# What you need to do
Return the lines beginning at the one that contains "Tag every instance of the small red" and continuing to the end of the entries, including both ends, exactly as written and nothing else.

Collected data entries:
— Start —

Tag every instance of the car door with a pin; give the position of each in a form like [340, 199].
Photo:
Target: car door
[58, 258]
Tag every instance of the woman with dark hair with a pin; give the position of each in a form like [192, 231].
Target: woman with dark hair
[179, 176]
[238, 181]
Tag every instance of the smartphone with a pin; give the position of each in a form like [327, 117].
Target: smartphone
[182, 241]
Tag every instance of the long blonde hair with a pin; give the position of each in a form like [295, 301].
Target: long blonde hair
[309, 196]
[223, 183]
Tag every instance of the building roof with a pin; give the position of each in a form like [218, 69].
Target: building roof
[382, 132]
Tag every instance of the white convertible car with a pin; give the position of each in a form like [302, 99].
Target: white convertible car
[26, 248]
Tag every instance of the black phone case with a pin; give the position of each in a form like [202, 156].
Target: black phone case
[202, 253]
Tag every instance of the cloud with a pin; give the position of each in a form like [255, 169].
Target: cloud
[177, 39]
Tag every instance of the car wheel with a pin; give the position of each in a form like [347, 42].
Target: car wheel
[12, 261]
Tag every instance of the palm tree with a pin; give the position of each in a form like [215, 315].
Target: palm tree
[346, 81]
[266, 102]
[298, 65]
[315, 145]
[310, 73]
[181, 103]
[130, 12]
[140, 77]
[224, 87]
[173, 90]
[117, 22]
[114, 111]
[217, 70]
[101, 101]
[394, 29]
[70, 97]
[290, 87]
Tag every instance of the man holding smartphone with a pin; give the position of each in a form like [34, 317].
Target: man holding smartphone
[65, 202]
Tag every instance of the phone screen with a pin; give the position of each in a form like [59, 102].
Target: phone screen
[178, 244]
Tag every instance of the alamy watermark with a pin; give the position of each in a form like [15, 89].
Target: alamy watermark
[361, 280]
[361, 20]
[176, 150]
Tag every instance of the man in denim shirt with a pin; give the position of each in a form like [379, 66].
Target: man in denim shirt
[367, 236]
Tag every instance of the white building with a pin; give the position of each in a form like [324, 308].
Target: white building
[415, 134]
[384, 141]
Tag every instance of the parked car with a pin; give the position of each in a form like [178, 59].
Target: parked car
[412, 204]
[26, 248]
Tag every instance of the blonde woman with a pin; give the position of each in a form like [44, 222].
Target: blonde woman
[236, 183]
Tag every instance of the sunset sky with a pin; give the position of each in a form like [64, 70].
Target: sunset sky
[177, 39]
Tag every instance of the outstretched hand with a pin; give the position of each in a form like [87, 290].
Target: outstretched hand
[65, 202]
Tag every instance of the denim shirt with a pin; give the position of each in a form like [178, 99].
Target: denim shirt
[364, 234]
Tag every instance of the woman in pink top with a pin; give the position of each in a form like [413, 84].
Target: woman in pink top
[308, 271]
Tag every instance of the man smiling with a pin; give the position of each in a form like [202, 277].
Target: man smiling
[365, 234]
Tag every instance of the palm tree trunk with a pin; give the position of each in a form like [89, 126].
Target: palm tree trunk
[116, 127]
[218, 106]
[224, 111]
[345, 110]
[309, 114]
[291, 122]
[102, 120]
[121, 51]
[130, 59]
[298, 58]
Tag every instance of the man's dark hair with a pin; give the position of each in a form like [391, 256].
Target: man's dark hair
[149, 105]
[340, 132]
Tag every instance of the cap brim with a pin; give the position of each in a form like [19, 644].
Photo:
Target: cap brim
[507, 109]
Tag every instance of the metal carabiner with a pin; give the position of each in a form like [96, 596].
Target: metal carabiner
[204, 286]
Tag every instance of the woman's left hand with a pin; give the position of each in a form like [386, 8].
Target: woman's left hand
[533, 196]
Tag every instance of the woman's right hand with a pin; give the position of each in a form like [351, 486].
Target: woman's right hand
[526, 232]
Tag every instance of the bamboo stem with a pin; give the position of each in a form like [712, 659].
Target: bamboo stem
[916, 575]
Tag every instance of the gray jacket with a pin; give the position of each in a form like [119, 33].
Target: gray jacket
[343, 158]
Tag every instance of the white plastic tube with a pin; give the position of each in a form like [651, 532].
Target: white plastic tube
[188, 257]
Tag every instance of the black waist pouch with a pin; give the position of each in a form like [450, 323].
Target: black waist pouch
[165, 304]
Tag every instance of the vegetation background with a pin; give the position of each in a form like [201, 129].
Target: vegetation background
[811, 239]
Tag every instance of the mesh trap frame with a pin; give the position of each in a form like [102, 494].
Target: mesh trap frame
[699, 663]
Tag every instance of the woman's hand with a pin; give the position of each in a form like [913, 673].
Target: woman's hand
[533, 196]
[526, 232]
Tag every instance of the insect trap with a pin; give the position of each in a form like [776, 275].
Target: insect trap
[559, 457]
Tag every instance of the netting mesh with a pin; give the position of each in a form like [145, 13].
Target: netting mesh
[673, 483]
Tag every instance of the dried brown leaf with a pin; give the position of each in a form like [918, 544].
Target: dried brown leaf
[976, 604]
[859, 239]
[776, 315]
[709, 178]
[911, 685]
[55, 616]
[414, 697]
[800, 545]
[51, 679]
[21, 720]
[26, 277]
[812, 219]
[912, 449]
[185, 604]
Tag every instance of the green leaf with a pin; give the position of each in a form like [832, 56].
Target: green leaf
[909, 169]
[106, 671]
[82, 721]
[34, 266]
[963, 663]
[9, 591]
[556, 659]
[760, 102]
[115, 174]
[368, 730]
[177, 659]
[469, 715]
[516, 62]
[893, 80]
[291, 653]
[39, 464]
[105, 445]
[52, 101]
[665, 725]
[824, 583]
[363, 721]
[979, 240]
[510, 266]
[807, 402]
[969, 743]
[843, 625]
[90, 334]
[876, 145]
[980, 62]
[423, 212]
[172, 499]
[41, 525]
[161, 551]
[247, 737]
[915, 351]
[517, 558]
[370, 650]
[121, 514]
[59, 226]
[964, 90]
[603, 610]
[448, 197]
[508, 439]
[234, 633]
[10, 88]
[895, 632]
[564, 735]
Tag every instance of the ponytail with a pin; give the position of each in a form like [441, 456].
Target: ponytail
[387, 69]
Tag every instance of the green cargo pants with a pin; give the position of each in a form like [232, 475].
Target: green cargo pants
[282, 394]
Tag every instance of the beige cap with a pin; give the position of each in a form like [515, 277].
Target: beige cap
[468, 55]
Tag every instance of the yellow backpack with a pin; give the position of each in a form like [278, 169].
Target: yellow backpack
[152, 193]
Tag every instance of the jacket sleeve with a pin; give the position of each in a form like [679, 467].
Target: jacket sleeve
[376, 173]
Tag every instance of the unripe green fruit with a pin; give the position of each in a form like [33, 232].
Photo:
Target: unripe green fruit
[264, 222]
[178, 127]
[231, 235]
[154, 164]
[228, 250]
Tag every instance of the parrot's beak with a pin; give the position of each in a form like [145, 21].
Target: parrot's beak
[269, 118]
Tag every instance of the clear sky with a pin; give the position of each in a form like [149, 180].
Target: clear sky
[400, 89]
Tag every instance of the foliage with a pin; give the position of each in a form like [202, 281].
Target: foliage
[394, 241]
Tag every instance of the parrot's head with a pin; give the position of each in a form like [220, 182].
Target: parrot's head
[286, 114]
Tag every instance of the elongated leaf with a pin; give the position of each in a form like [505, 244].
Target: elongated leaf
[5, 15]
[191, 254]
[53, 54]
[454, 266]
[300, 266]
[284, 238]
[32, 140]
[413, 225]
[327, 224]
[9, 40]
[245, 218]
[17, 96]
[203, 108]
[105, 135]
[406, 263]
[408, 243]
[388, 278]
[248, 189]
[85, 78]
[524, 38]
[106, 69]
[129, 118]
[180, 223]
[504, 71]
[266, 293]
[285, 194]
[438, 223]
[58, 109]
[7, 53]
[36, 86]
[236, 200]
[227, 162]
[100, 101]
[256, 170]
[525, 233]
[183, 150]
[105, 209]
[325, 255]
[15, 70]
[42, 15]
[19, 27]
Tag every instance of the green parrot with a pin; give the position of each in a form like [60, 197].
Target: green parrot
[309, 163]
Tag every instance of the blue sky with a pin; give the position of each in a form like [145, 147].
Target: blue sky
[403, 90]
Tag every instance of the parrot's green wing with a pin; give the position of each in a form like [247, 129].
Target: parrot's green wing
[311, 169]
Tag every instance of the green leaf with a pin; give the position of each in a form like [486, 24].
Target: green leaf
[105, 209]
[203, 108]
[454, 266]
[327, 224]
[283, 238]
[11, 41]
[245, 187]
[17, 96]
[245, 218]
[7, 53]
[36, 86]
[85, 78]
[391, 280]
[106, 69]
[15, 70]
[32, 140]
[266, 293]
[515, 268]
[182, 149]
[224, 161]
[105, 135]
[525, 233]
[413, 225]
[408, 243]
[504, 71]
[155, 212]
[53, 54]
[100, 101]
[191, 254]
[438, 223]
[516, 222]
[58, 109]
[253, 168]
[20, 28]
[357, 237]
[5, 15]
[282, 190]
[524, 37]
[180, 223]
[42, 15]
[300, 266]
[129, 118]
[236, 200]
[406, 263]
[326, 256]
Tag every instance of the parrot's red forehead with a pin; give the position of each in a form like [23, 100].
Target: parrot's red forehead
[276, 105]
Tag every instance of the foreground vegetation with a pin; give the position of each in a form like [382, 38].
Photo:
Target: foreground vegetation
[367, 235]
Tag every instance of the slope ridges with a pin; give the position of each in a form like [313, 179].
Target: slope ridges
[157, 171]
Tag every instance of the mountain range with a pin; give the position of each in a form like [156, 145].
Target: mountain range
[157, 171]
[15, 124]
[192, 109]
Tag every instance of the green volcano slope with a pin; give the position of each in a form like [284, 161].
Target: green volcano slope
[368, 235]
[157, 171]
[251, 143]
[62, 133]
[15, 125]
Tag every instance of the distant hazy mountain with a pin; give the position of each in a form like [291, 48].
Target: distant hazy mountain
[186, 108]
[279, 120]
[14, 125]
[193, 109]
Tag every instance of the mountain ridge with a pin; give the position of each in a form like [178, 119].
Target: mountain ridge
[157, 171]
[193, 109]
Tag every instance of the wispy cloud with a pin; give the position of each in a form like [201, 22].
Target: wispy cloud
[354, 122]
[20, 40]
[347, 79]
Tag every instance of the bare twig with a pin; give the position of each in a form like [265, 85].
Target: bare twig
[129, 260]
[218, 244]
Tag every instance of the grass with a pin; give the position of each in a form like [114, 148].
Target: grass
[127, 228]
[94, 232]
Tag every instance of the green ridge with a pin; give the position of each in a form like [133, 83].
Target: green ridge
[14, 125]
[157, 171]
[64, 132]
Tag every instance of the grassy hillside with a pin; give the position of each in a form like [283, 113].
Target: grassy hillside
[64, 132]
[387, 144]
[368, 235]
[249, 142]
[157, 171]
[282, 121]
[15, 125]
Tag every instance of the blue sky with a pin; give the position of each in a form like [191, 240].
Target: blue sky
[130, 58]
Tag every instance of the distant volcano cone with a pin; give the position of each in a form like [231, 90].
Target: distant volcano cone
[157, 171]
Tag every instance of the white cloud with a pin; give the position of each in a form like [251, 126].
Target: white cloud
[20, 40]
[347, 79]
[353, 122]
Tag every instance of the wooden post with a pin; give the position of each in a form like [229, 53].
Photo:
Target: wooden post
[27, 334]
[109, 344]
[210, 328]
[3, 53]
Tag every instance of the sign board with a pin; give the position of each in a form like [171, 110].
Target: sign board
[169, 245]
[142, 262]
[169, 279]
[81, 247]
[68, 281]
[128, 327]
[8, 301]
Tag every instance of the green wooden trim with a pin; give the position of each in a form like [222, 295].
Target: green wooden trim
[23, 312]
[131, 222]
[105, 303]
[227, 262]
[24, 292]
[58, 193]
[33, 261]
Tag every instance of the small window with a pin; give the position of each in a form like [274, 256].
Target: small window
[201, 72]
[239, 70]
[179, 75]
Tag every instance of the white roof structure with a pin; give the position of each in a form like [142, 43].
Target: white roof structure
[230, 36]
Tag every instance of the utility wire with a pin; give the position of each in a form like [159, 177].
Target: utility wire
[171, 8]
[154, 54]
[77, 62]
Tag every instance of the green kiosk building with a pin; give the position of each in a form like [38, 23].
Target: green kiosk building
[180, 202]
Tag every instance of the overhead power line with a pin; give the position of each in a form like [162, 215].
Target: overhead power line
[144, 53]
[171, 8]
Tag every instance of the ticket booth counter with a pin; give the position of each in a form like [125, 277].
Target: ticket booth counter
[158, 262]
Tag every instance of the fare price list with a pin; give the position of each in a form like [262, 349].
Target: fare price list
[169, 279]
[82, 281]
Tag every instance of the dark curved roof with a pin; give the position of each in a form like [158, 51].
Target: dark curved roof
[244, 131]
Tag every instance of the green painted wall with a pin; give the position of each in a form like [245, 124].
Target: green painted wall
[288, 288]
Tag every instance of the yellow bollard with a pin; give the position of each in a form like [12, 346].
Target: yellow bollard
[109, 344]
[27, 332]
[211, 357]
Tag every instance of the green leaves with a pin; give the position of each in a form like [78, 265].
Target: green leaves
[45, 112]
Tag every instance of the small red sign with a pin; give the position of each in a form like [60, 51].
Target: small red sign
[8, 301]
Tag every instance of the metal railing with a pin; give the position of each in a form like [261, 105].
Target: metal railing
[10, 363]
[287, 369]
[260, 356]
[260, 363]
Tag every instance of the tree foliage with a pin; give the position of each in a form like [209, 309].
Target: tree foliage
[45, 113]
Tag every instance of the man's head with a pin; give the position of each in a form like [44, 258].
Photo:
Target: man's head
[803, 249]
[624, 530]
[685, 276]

— End —

# Result for this task
Tag every instance of the small red sign with a pin; give the position of each in a form like [60, 51].
Target: small red sign
[8, 301]
Tag every instance of the metal railing with a pin; give the position of each in a form like [261, 105].
Target: metal railing
[10, 363]
[287, 369]
[260, 356]
[260, 363]
Tag every instance of the tree foliage with a pin; give the position of each in a form like [209, 309].
Target: tree foliage
[45, 113]
Tag every instance of the man's head with a pin; give the position of each in a form like [44, 258].
Photo:
Target: man's head
[803, 249]
[624, 530]
[685, 276]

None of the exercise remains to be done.